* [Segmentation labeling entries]
---

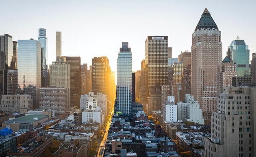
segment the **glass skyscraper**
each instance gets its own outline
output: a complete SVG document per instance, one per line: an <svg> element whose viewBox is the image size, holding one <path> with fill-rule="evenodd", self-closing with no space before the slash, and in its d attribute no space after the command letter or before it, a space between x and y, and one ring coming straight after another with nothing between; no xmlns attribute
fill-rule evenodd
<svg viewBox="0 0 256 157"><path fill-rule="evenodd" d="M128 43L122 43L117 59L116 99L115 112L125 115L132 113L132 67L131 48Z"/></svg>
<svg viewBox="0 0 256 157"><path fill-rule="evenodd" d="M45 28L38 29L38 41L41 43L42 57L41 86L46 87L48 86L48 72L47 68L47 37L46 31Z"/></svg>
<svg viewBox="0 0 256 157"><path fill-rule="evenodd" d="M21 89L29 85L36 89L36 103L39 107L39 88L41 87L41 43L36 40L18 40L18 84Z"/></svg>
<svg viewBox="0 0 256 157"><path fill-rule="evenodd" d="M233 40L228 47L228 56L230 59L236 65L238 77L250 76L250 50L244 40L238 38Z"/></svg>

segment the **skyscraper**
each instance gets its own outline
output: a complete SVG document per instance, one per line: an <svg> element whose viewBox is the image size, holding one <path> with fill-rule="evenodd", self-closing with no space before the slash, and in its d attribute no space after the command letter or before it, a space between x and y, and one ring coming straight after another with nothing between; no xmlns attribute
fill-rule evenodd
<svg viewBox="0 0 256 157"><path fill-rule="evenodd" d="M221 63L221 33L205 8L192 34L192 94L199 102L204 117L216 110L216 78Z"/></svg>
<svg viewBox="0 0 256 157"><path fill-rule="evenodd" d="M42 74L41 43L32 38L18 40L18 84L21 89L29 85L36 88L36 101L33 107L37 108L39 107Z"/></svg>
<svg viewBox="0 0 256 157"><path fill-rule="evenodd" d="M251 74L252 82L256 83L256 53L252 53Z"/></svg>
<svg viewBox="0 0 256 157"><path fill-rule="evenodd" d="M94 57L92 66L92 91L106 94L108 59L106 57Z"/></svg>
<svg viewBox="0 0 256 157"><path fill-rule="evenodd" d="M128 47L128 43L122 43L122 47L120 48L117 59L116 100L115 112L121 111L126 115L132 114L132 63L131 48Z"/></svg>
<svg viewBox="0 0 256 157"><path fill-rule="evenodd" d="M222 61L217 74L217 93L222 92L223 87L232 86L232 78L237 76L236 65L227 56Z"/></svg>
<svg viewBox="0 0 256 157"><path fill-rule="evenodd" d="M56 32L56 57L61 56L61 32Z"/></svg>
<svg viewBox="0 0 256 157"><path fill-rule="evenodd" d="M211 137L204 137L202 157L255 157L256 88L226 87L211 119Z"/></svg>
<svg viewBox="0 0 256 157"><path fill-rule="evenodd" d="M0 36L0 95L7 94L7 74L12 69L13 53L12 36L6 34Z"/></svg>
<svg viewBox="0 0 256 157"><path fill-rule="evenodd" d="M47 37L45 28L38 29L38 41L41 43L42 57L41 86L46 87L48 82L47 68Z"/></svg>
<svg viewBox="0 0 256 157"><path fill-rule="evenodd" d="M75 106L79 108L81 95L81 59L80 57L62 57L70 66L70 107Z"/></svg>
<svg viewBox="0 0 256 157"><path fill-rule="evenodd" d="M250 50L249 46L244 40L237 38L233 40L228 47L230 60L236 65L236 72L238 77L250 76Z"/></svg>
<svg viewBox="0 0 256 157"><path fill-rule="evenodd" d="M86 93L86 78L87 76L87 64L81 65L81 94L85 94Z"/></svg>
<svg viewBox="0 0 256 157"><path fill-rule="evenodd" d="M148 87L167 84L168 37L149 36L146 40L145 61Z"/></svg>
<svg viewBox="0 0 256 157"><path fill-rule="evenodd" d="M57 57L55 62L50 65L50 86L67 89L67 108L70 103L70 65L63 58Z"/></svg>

---

* [Goal of the exercise]
List the lines of the part that opens with the line containing "segment the **skyscraper**" and closes with the line containing "74L41 43L32 38L18" as a numbered list, leaving out any blank lines.

* [Right answer]
1. segment the **skyscraper**
2. each instance gets its own outline
3. output: a complete SVG document per instance, one per line: an <svg> element whose viewBox is the image size, holding one <path> with fill-rule="evenodd", self-closing with no space before the slash, and in its d attribute no space after the command letter or before it, a space between x and y, and one ring coming straight after another with nothing between; no xmlns attribute
4. fill-rule evenodd
5. <svg viewBox="0 0 256 157"><path fill-rule="evenodd" d="M221 63L221 33L205 8L192 34L192 94L199 102L204 117L216 110L216 78Z"/></svg>
6. <svg viewBox="0 0 256 157"><path fill-rule="evenodd" d="M42 74L41 43L32 38L18 40L18 84L21 89L29 85L36 88L36 101L33 107L37 108L39 107Z"/></svg>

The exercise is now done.